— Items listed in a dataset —
════
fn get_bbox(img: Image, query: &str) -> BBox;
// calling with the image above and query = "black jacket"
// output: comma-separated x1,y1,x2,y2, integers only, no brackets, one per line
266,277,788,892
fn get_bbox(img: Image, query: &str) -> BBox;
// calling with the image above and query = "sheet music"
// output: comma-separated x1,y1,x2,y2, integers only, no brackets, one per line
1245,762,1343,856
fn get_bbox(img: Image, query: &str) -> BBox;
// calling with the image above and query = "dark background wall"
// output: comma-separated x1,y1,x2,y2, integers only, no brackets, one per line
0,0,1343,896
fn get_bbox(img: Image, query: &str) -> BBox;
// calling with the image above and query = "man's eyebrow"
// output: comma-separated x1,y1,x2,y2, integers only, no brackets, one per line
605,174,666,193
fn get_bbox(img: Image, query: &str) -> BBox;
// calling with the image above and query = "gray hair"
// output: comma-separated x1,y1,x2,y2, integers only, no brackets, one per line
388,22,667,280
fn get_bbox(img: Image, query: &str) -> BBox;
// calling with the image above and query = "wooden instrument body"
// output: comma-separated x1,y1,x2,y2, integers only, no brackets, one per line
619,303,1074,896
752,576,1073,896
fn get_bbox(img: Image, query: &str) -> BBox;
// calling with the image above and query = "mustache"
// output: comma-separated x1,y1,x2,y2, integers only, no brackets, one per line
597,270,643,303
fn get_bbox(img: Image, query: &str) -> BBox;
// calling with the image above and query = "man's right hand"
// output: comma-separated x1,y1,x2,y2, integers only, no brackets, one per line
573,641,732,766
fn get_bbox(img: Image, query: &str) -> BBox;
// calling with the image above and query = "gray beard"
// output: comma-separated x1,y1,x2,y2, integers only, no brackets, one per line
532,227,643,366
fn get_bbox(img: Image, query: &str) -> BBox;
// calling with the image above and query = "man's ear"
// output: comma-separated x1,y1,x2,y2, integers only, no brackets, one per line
════
— SET TASK —
Return every line of the entries that contains the string "above". Case counts.

— COMPLETED TASK —
// calling with the image above and query = "black jacket"
// calling with the image above and query = "sheet music"
// calling with the image above and query = "dark background wall"
// calling with the image above and query = "man's eyebrow"
// calling with the image above and query = "gray hair"
// calling with the image above and query = "wooden instrument body"
// calling with the image above and query = "mustache"
// calling with the image above and query = "man's right hand"
// calling with the image above and query = "gray beard"
// calling with the image above and query = "man's ear"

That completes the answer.